Task goal = Using the entries below, write out the line with "like [(289, 185)].", the line with "Query: rock in gravel", and every line in between, exactly as each is written.
═════ Records supplied
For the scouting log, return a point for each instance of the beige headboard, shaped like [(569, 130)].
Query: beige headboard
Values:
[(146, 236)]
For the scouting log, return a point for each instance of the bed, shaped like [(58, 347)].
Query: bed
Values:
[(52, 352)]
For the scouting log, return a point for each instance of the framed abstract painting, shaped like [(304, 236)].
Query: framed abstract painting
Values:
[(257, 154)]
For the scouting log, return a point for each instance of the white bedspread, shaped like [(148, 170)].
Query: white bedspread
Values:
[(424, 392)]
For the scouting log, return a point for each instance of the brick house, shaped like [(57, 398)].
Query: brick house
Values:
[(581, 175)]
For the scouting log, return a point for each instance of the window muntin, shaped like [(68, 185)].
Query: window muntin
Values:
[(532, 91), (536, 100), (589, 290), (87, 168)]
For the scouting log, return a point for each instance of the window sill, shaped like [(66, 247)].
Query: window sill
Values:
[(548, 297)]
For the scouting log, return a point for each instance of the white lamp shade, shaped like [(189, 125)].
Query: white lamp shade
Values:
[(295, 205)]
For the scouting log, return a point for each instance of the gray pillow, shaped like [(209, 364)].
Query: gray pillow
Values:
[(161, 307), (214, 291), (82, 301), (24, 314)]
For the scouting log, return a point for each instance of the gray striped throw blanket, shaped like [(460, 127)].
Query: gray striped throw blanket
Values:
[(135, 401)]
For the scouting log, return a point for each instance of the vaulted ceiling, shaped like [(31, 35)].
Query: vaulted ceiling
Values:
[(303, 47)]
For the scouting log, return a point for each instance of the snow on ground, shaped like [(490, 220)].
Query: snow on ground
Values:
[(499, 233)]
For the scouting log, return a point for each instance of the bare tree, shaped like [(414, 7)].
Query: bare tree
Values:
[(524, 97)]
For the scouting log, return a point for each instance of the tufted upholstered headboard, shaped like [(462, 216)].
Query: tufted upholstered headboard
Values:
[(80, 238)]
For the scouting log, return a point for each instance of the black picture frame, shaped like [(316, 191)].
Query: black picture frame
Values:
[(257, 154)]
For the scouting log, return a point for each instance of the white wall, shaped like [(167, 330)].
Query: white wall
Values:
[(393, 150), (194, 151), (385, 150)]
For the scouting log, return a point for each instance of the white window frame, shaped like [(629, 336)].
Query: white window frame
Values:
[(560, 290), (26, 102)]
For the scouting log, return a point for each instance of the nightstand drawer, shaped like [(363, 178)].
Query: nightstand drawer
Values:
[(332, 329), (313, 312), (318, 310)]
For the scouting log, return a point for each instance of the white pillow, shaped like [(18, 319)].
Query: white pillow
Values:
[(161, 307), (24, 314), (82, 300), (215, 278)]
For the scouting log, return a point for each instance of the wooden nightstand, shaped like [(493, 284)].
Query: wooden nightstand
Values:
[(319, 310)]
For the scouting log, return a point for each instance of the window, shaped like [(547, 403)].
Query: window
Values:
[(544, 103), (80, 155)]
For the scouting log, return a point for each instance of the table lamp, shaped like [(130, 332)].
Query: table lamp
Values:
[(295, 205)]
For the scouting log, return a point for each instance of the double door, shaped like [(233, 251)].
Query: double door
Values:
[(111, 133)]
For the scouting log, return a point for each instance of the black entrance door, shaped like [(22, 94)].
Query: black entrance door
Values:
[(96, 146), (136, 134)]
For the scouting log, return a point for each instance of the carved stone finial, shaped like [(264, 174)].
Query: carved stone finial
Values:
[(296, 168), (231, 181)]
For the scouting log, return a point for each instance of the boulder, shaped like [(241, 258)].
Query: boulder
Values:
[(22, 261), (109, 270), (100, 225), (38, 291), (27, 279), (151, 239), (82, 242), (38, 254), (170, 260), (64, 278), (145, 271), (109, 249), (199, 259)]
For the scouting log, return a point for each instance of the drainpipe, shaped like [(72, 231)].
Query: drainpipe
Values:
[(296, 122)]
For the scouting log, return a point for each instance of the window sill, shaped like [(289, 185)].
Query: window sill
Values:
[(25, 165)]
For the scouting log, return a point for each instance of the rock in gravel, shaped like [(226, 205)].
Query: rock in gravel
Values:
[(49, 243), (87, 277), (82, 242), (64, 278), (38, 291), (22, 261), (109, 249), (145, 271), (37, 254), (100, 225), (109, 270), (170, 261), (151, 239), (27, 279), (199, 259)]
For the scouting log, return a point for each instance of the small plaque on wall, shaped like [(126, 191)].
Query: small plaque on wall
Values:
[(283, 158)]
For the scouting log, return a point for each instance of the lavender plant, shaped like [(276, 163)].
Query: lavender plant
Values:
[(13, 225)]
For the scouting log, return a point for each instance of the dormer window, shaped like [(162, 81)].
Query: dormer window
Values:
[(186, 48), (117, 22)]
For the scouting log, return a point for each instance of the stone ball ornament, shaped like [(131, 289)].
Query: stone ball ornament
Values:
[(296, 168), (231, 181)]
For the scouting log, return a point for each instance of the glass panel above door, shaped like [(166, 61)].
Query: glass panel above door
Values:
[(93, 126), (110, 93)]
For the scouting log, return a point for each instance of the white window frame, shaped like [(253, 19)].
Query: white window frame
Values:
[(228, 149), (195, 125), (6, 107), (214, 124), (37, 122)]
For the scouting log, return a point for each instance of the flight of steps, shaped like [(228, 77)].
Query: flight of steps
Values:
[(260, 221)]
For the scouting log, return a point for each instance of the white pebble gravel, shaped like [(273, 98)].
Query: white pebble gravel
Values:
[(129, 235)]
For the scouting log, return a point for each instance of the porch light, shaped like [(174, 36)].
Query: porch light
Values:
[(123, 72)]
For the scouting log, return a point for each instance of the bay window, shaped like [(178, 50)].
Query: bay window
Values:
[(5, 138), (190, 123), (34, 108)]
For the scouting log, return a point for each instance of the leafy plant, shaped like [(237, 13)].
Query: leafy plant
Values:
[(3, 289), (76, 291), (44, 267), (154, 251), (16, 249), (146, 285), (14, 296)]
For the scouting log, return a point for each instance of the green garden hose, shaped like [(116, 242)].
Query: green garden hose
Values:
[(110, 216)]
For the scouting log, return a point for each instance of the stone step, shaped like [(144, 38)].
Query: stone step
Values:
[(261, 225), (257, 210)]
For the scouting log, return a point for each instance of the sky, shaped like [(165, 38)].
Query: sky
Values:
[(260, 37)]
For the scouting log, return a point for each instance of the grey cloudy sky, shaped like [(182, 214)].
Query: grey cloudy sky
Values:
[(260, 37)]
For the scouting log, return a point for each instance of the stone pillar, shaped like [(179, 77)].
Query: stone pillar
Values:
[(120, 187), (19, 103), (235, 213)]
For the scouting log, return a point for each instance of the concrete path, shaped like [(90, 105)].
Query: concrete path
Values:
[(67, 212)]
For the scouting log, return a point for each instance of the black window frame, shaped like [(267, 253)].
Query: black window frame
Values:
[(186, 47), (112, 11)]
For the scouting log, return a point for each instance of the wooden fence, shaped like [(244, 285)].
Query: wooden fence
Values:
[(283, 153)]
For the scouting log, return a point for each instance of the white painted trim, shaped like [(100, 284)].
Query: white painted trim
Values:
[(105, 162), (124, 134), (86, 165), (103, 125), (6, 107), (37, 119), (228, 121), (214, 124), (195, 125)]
══════════
Response area =
For the scouting log, return a point for each instance of the window sill, shaped like [(289, 185)].
Query: window sill
Values:
[(25, 165)]
For the scouting log, return a point for each instance of the rock in gravel, shaped like [(226, 205)].
Query: rock in gravel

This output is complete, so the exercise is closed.